[Collection entries]
=======
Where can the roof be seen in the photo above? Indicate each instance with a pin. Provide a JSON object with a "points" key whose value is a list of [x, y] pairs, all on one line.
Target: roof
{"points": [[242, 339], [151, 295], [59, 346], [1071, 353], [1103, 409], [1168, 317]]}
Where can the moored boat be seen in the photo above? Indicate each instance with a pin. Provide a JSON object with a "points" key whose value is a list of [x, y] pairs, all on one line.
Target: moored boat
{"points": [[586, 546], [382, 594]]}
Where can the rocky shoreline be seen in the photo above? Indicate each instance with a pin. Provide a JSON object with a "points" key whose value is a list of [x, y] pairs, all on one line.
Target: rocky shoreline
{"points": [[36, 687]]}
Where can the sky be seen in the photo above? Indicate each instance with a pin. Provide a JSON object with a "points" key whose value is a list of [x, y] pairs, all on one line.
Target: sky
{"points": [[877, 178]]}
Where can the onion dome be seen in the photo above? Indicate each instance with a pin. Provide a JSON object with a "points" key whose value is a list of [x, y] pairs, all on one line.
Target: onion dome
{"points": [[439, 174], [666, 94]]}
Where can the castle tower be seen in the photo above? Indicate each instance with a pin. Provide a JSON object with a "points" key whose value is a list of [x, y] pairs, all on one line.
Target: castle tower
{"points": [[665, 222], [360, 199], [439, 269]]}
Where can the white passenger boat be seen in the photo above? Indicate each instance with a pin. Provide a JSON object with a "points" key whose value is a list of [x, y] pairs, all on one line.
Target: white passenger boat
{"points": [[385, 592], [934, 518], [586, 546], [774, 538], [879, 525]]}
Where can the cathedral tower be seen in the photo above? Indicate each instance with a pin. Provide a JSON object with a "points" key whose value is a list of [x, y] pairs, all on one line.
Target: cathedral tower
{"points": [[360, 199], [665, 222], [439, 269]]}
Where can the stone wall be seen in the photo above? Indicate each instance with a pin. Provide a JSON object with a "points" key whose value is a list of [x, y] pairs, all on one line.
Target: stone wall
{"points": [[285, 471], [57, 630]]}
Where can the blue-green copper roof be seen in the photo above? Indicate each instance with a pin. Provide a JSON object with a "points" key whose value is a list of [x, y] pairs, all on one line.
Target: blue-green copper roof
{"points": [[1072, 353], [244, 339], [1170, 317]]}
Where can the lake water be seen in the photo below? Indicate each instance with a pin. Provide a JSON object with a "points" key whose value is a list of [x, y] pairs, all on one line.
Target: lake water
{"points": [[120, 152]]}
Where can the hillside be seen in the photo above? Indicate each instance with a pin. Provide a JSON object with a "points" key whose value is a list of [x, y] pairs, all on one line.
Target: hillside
=======
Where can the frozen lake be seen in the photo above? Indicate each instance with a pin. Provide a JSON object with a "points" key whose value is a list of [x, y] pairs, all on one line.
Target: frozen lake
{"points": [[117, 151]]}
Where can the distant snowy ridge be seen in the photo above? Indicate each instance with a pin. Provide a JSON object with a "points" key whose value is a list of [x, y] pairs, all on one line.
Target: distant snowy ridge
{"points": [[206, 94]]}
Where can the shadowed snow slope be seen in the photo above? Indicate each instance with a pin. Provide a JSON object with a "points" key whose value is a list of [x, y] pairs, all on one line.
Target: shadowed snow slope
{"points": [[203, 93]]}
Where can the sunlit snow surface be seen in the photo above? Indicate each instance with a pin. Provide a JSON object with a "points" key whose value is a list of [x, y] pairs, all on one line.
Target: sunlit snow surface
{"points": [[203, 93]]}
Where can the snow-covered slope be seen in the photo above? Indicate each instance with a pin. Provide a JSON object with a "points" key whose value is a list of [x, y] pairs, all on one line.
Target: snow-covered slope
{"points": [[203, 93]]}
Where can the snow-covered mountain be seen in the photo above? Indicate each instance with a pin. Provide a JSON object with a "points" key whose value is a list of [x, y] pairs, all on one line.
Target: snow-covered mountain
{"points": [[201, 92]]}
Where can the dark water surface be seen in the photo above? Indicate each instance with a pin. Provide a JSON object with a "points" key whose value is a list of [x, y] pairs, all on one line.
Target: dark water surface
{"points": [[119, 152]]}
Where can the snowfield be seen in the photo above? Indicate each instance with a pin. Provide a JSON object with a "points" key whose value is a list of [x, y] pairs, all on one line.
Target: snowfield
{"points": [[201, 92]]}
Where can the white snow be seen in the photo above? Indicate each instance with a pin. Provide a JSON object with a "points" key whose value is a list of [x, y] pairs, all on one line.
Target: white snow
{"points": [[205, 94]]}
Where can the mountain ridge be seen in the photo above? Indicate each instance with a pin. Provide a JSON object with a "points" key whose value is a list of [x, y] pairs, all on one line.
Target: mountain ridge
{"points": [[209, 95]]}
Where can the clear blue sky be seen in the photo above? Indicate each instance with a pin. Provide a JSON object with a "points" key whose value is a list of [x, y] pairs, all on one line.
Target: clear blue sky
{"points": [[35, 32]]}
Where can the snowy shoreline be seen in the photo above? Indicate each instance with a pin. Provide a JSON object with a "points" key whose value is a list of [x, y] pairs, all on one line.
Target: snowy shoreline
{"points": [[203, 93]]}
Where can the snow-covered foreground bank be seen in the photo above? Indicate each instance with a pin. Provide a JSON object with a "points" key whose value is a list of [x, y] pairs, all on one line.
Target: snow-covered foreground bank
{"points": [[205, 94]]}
=======
--- Work order ---
Scan the records above, count the lines with "hillside" in them, and give only the number.

--- Exercise answer ---
2